** Supplied passage **
Configuring Oozie
This page explains how to configure Oozie, for new installs and upgrades, in an unmanaged deployment, without Cloudera Manager.
- If you use Cloudera Manager, do not use these command-line instructions.
- This information applies specifically to CDH 5.8.x. If you use a lower version of CDH, see the documentation for that version located at Cloudera Documentation.
Continue reading:
Configuring which Hadoop Version to Use
The Oozie server works with either MRv1 or YARN, but not both simultaneously. The Oozie client does not interact directly with Hadoop MapReduce and does not require any MapReduce configuration.
To configure the Oozie server to work with YARN or MRv1, and with or without TLS/SSL, use the alternatives command (or update-alternatives, depending on your operating system).
- To use YARN (without TLS/SSL):
alternatives --set oozie-tomcat-conf /etc/oozie/tomcat-conf.http
- To use YARN (with TLS/SSL):
alternatives --set oozie-tomcat-conf /etc/oozie/tomcat-conf.https
- To use MRv1 (without TLS/SSL) :
alternatives --set oozie-tomcat-conf /etc/oozie/tomcat-conf.http.mr1
- To use MRv1 (with TLS/SSL) :
alternatives --set oozie-tomcat-conf /etc/oozie/tomcat-conf.https.mr1
export CATALINA_BASE=/var/lib/oozie/tomcat-deployment
Configuring Oozie after Upgrading from CDH 4
Step 1: Update Configuration Files
- Edit the new Oozie CDH 5 oozie-site.xml, and set all customizable properties to the values you set in the CDH 4 oozie-site.xml:
Important: Do not copy over the CDH 4 configuration files into the CDH 5 configuration directory.

** Data shown **
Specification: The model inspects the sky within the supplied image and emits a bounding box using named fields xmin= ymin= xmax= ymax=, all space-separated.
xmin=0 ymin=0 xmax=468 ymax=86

** Stated goal A **
What does the Oozie configuration page say about whether the Oozie client needs any MapReduce configuration?
** Stated goal B **
Repeat the section of the Oozie configuration page that opens with the words containing "- This information" and closes with "at Cloudera Documentation.".
** Stated goal C **
Pick up the page on configuring Oozie from where it stops and continue it.

** Written response A **
It does not require any MapReduce configuration, because the Oozie client does not interact directly with Hadoop MapReduce.

** Written response B **
- This information applies specifically to CDH 5.8.x. If you use a lower version of CDH, see the documentation for that version located at Cloudera Documentation.

** Written response C **
- If necessary do the same for the oozie-log4j.properties, oozie-env.sh and the adminusers.txt files.
Step 2: Upgrade the Database
- Do not proceed before you have edited the configuration files as instructed in Step 1.
- Before running the database upgrade tool, copy or symbolically link the JDBC driver JAR for the database you are using into the /var/lib/oozie/ directory.
Oozie CDH 5 provides a command-line tool to perform the database schema and data upgrade that is required when you upgrade Oozie from CDH 4 to CDH 5. The tool uses Oozie configuration files to connect to the database and perform the upgrade.
- To run the Oozie database upgrade tool against the database:
Important: This step must be done as the oozie Unix user, otherwise Oozie may fail to start or work properly because of incorrect file permissions.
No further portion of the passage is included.